* GIVEN TASK 1:
Answer these from the Addams Family thread:
(a) How old is the daughter described in the first post?
(b) Which character did the second writer's daughter play in Rent during senior year?
(c) Which show did that daughter perform in college this past fall?
* GIVEN TASK 2: Write the next part of the Addams Family thread, picking up after its final sentence.

--- ARTICLE ---

Alice Beineke in "Addams Family"

I am uncomfortable with my 18 year-old daughter playing a sexually frustrated middle-aged woman who, in many stagings, crawls on all fours on a dinner table. This would be D’s last school musical, and it seems like an unfortunate way to end her high school career. I don’t see a lot of artistic merit to the play. D does not want to be perceived as a “quitter” but is not happy with the role. Any thoughts about how to proceed?

My D has played many characters that have made me (or my husband, or her grandparents) uncomfortable. She’s been assaulted, murdered, and made the worst possible life choices… onstage. It’s part of the gig. No one gets to be the girl next door every time. One of my favorite comments came from my dad when D was playing Maureen in Rent Senior year (who crawled around on quite a few things). During a scene with Joann, Dad turned to me and said “well, I got used to her kissing Boys onstage, I guess I will have to work on getting used to girls too.”. And just wait - It gets MUCH edgier in college… (my D did Antigone this past fall- DANG that was some dark heavy stuff…)

The Addams Family having artistic merit… well, that’s a matter of personal taste, (I love the show, and my School is about to do it). I can tell you that it is currently well up the list of the top 10 shows being done by HS these days.

--- PROVIDED DATA ---

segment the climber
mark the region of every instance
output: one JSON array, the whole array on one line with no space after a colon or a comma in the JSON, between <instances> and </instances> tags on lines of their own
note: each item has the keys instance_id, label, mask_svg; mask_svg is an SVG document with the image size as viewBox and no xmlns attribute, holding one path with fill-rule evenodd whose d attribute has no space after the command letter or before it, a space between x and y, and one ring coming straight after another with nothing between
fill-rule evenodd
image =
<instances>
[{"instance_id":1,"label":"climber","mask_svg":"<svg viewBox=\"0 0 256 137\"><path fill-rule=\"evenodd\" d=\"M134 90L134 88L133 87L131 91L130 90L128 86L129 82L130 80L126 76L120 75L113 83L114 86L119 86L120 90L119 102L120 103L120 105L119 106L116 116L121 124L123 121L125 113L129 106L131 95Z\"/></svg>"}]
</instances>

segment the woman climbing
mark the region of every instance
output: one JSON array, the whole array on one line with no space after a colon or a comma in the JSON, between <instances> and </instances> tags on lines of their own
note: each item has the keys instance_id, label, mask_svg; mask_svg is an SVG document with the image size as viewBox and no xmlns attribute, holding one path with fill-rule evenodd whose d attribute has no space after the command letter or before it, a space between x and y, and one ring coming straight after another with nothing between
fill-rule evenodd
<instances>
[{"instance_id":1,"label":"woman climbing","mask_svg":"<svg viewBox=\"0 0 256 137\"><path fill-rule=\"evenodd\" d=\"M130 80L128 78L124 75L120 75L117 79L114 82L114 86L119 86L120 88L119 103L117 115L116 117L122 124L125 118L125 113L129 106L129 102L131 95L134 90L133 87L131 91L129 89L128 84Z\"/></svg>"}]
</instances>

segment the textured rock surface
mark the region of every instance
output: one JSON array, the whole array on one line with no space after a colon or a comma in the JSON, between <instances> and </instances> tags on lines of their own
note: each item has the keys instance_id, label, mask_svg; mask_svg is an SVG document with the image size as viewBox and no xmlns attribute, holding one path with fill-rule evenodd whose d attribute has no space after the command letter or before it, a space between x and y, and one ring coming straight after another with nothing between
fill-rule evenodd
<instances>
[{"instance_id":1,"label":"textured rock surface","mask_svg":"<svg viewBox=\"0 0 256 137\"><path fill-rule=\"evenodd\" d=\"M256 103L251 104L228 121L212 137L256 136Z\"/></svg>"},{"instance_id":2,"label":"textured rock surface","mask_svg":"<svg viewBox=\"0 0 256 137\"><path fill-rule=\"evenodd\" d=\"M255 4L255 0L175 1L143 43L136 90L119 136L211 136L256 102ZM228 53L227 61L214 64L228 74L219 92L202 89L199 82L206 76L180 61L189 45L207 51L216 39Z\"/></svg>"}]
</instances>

---

* EXPECTED ANSWER 1:
(a) 18
(b) Maureen
(c) Antigone

* EXPECTED ANSWER 2:
i say suck it up, and see where the show goes. Sometimes a role you think you hate, can become something you love. If this is her 1st time not liking her role…She’s been incredibly lucky, and it’s going to happen a LOT. Without knowing anything about your kid. I think she is more likely to regret leaving than staying.

Just my 2cents

This is a great and funny role!!! I wouldn’t quit unless it is a conflict with college auditions. I don’t think it’s unfortunate at all.

My advice is to not quit the role/production. I don’t know this specific role, but in this field, when you audition, you should be willing to accept any role. Quitting over casting is a bad precedent, at least in educational theater. In professional theater, you can opt to not take a job.

Anyway, in my view, a role like this one stretches your daughter in acting…to play someone unlike herself. It sounds like she could do a lot with this role.

Keep in mind that your daughter is going to be stretched in college. My daughter has played all types of roles…prostitutes, simulated sex on stage playing a 12 year old, an elderly person, etc. This is part of the territory.

I don’t quite understand saying that the Adams Family musical is a play that doesn’t have merit? It is a popular musical that many high schools produce and so I would think it has merit, even if not your particular taste in musicals.

Also, would she prefer to end her high school show career on the sidelines or being part of the group of theater kids doing their last high school show?

Just my thoughts.

My D played Alice her Junior year and loved it. I had no problems with it because she is acting and the vocal part is quite difficult. She nailed it. My D had a blast.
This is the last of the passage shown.